:: Instructions to follow ::
Pick up the article on Lizzie Bunnell's historical marker in Peru, Indiana, after its last sentence and keep writing it.

:: Document segment ::
Featured PostTrail

Lizzie Bunnell honored with marker in Peru, IN

By January 4, 2022 No Comments
The first known women’s rights convention took place in Seneca Falls, NY, in the summer of 1849. The women of Indiana were right behind. In October 1851, they held a convention in Dublin, IN, and formed the Woman’s Suffrage Association of Indiana. They planned to meet again in October 1852 in Richmond, IN. During this second conference they adopted a constitution for their new organization and among the signers was a woman named Lizzie Bunnell.
 (The marker was covered with the banner made for the 2020 parade (that never happened due to COVID) by the Psi Iota Xi sorority of Miami County. 22 people signed the 1852 Constitution of the Woman’s Suffrage Association of Indiana commemorating the 170th anniversary of the event.)
Lizzie Bunnell came to Indiana with her family in the late spring of 1849. She took up teaching to help her father make ends meet after her mother passed away, then she jumped on a chance to apprentice in a print shop. She liked this much better and in the fall of 1856 she arrived in Peru to work as a printer for Ebenezer Loveland’s newspaper The Peru Republican.

In May 1857, Lizzie purchased Lot 223, now known as 20 E. 5th Street. It was not common in those days, to have a woman buy property.

:: Extracted information ::

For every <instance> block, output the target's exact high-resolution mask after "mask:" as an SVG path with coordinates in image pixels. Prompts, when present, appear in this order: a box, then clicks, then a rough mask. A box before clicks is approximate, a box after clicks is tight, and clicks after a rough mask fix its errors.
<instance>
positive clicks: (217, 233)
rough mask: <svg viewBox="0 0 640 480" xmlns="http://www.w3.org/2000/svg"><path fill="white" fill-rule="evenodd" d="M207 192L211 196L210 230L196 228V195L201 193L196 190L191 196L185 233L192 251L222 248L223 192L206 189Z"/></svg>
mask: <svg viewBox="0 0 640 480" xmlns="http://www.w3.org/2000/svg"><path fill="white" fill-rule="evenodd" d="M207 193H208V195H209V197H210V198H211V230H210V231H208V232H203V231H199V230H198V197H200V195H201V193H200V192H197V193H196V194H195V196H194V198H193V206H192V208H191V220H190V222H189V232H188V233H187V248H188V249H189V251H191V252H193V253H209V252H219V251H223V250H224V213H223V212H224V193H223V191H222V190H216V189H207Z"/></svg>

---

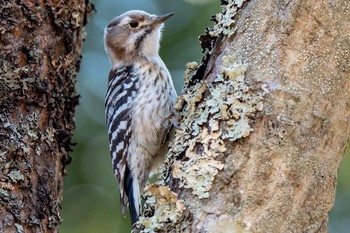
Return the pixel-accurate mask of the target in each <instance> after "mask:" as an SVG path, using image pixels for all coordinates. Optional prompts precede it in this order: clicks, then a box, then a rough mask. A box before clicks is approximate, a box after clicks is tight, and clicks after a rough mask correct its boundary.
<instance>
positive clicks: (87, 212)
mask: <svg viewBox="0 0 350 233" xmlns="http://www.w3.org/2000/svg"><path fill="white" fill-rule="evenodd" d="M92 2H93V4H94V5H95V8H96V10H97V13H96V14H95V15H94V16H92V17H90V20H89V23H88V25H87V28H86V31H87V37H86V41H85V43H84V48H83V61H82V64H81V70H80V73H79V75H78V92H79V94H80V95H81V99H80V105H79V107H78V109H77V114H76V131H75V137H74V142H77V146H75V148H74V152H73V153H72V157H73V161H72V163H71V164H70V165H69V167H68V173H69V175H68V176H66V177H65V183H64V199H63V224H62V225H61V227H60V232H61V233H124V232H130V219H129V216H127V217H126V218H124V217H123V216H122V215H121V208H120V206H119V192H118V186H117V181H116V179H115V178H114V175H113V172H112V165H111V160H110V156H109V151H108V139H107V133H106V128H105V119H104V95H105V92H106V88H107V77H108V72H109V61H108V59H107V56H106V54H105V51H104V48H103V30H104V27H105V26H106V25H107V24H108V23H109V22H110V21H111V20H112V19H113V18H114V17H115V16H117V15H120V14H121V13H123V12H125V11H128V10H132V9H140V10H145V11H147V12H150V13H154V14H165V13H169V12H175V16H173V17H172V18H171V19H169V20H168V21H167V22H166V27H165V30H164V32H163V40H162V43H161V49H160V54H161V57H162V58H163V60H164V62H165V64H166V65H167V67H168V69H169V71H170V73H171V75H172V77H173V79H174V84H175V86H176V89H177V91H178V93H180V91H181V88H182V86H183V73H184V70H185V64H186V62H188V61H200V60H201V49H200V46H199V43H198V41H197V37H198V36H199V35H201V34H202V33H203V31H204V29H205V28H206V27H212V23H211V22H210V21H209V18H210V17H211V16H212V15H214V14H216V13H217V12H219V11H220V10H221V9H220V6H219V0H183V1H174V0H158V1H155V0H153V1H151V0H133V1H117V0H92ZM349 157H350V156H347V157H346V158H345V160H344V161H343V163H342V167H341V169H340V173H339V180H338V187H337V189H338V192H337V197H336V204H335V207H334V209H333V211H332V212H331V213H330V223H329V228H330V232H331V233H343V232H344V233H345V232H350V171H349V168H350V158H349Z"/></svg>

:: Task output ::
Lizzie worked for The Peru Republican until the end of 1860. Dr. Mary F. Thomas had approached Mary Birdsall about selling The Lily to her and Lizzie. Amelia Bloomer first published The Lily right after the Seneca Falls convention. She had sold it to Mary Birdsall when she moved to Iowa. Mary Birdsall would not sell The Lily.
Mary Thomas decided to back Lizzie and together they launched The Mayflower on January 1, 1861, and  Amelia Bloomer openly endorsed The Mayflower as the legitimate successor of The LilyThe Mayflower was published twice a month. There are only 32 copies known to still exist; 31 copies can be accessed online from the Harvard University site. The March 1, 1861 issue was rediscovered at the Miami County Museum in 2020 and is now on exhibit on the  first floor. Lizzie’s own extraordinary story is found nowhere in the History of Miami County. Nothing about her newspaper either. Yet the records show, she was here. She did print the paper here.